- [Selected extract]
···

2019-07-11 Thread Hawkins, David
To start, I agree completely with the bottom line that we must do as much as 
possible as fast as possible.
But my understanding of the carbon cycle is that the strength of the land and 
ocean sinks is driven by the cumulative amounts of carbon in the atmosphere, 
not the annual emissions.  Thus, if emissions dropped to zero, the current sink 
strength will decline slowly.  The result would be a multi-decadal period 
during which the land and ocean sink terms would be greater than the anthro 
additions, leading to a gradual decline in atmospheric carbon concentrations.
Of course, we have not run this thought experiment in the real world and we 
might be surprised.

Sent from my iPad

On Jul 11, 2019, at 8:16 AM, Kevin Lister 
mailto:kevin.lister2...@gmail.com>> wrote:

Hi Doug et al,

On point 2 below, "But people (well, mostly John Nissen) keep making the 
argument you’re making on the assumption that zero emissions = constant 
concentrations, which is simply not true."

Let me come to John's defence.

1. The correlation between cumulative emissions and atmospheric CO2 is 
effectively perfect with r^2=0.999, which is quite extraordinary. This strongly 
 implies that all the CO2 emissions from fossil fuel burning  are still in the 
ecosystem. That obviously doesn't imply that all the CO2 from fossil fuel 
burning is in the atmosphere, but it does reasonably lead to the conclusion 
that all interconnected carbon sinks are filling equally, such as the the ocean 
surface, soils, and the atmosphere. Given that this perfect correlation has 
been unaffected by the rate of emissions, then it would further imply that the 
rate of permanent sequestration must been extremely slow, and effectively 
negligible compared to fossil fuel emissions.

···

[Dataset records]
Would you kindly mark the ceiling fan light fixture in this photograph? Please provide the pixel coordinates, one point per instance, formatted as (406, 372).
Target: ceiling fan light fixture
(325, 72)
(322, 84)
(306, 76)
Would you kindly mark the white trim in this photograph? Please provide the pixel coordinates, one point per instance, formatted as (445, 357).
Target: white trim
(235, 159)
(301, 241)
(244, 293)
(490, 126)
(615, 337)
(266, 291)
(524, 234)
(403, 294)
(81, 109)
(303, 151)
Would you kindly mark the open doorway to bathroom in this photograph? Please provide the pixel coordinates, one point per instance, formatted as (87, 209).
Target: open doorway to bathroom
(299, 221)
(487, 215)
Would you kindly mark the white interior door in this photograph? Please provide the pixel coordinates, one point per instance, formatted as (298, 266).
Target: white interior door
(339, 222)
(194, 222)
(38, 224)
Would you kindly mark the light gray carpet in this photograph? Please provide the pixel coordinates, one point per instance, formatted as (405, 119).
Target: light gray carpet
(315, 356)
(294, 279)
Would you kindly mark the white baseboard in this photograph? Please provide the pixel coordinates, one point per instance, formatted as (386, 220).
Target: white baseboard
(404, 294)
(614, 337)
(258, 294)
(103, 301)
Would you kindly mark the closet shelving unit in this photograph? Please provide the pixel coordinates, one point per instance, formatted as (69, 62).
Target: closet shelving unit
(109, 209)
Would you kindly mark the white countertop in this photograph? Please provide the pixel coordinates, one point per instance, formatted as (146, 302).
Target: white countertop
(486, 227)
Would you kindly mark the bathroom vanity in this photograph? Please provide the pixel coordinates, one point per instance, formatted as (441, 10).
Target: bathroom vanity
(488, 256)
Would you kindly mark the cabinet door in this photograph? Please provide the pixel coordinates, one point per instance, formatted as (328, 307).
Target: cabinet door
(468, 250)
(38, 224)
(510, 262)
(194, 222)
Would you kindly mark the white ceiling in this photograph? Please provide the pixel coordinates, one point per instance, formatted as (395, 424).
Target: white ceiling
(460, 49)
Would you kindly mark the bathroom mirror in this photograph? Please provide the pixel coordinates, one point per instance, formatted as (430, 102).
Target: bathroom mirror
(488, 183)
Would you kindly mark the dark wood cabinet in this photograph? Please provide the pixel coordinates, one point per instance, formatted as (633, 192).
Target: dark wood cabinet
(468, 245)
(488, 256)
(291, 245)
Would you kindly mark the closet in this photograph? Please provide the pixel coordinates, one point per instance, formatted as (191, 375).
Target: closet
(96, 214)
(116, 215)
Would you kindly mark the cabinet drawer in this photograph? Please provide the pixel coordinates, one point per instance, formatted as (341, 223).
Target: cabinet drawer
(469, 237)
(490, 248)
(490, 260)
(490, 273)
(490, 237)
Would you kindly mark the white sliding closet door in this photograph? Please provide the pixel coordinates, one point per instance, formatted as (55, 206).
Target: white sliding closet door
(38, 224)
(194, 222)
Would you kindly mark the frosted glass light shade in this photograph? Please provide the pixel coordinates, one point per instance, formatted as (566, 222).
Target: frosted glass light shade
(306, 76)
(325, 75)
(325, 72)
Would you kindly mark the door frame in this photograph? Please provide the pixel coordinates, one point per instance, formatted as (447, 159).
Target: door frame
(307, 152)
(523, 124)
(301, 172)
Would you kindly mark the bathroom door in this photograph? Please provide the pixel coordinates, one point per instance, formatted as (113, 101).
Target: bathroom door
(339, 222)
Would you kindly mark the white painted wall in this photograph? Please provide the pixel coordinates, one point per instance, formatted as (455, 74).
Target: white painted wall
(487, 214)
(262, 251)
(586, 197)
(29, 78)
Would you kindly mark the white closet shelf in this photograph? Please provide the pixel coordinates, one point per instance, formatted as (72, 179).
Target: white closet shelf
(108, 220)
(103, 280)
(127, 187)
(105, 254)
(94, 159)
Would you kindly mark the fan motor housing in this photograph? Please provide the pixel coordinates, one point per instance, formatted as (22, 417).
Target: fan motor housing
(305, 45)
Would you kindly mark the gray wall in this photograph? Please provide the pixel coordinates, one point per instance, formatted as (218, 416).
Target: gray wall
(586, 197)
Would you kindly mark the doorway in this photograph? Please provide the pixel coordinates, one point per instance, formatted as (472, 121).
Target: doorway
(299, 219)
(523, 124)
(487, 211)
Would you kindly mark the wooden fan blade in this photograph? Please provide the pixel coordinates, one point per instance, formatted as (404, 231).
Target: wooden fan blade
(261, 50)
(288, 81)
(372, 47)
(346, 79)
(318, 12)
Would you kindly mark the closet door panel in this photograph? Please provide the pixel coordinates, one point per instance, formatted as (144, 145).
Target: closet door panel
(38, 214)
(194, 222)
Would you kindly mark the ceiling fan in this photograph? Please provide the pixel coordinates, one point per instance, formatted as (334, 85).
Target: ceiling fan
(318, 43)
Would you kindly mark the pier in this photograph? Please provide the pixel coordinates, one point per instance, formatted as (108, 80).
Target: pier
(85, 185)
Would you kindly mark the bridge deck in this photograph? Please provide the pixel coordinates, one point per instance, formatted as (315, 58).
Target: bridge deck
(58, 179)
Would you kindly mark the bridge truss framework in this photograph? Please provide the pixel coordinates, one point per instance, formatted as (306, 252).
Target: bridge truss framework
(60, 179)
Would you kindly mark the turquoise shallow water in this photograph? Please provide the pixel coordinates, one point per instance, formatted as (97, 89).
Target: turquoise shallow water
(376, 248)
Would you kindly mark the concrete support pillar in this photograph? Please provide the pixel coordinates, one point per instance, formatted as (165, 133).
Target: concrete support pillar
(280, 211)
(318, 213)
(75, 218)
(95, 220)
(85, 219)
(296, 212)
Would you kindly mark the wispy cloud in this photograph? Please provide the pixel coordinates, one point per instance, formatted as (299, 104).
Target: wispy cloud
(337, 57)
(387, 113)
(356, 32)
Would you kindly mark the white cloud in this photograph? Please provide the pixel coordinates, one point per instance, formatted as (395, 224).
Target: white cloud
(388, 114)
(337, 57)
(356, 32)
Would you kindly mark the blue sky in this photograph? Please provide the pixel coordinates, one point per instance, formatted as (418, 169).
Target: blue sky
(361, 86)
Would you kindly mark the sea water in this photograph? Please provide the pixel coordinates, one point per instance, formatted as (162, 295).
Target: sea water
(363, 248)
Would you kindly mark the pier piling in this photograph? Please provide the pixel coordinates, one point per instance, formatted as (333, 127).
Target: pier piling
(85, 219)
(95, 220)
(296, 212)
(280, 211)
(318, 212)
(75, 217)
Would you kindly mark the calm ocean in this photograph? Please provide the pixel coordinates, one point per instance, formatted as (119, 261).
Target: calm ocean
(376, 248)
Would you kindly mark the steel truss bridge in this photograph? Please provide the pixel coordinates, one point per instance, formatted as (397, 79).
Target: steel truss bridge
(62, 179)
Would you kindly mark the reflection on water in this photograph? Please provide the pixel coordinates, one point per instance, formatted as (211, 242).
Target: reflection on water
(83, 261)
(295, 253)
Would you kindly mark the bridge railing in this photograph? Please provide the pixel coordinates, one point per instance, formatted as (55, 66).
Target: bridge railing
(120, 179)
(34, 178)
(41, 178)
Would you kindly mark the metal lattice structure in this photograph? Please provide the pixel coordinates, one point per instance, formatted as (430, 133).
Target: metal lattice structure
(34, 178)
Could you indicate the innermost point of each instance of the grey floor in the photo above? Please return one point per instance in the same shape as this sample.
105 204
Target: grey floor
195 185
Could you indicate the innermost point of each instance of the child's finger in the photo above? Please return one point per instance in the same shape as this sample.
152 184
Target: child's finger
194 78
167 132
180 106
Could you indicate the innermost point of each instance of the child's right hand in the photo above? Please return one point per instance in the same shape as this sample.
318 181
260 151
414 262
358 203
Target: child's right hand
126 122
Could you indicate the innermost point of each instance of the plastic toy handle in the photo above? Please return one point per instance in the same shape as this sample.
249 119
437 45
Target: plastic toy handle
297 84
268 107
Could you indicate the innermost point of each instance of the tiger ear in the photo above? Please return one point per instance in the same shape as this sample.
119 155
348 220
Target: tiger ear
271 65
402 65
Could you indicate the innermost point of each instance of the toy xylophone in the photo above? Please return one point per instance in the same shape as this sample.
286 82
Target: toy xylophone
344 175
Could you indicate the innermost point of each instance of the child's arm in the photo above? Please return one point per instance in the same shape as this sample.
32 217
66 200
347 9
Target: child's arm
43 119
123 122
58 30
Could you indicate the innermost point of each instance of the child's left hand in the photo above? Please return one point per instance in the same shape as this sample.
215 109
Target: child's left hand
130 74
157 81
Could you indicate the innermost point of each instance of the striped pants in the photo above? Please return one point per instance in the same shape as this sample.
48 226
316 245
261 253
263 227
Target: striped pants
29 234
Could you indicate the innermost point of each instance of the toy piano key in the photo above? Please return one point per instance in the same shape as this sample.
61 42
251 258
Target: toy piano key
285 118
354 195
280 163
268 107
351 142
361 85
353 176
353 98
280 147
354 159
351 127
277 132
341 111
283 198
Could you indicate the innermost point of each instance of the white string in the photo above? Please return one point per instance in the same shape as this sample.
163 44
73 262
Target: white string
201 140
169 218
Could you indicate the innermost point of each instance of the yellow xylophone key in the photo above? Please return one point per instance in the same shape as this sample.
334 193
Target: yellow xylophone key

···

- [Written problem 1] In the carbon-cycle email exchange, what does the first writer say drives the strength of the land and ocean sinks?
- [Written problem 2] Translate this sentence from the carbon-cycle email exchange into Spanish: "Of course, we have not run this thought experiment in the real world and we might be surprised."
- [Written problem 3] Resume the carbon-cycle email exchange after its final sentence.

- [Reply 1] The cumulative amounts of carbon in the atmosphere, not the annual emissions.

- [Reply 2] Por supuesto, no hemos llevado a cabo este experimento mental en el mundo real y podríamos llevarnos una sorpresa.

- [Reply 3]
2. The immediate upwards rise of atmospheric CO2 at the start of the industrial 
revolution further indicates that the rate of permanent CO2 sequestration is 
very slow. At this time emissions were a fraction of what they are today and 
the ecosystem was in a considerably more healthy state.

3. The saw tooth profile of the Vostok Ice Core shows the rate of permanent 
carbon sequestration to be slow and averaged over the last 4 inter-glacial 
cycles it is around 6.7E-4ppm/year, which is negligible compared with the rate 
of increase.

4. Even if zero carbon led to CO2 concentration reductions, the cooling effect 
would be too small due to the logarithmic relation between forcing and 
concentration.

So the evidence would support that zero emissions=constant concentrations, at 
least on for any timescale that matters, The  things that matter to determine 
the timescale are the initiation of climate tipping points and points of 
irreversibly, beyond which climate and ecosystem recovery becomes impossible 
even with SRM interventions.  We have certainly past the points of initiation 
of tipping points, and will soon be past the points of irreversibly.

So it seems to me that from a pragmatic risk management perspective, we should 
assume that zero carbon=constant emissions, and plan accordingly, which means 
identifying interventions in the climate system that can lead to cooling and 
CDR, as well as forcing much deeper cuts in anthropocentric emissions.

Kevin



On Thu, Jul 11, 2019 at 11:22 AM Douglas MacMartin 
mailto:dgm...@cornell.edu>> wrote:

1.   So agree with you that if you want to accurately characterize the 
Paris agreement on this plot, the line should corresponding to that should only 
go to 2030 and then stop.  That is, not what you drew.  Also agree that I was 
wrong in my interpretation of what you meant by that line; I was misled by the 
fact that you’d continued the line out towards the right-hand end of the plot 
rather than ending it in 2030 like you intended.

2.   Agree that there is uncertainty associated with this, and uncertainty 
associated with nonlinearity in particular.  I generally go back to Cao and 
Caldeira 2010, 
https://iopscience.iop.org/article/10.1088/1748-9326/5/2/024011/pdf, simply 
because Figure 1 has the nicest plot of the effect, but UVic is admittedly an 
old model with a lot missing and a questionable carbon cycle… but there is 
quite a bit of content on this in IPCC reports that would be good to digest 
before ignoring (that is, broadly the same behaviour is seen in current models, 
though again, I agree that there is potentially important physics missing from 
those models).  But people (well, mostly John Nissen) keep making the argument 
you’re making on the assumption that zero emissions = constant concentrations, 
which is simply not true.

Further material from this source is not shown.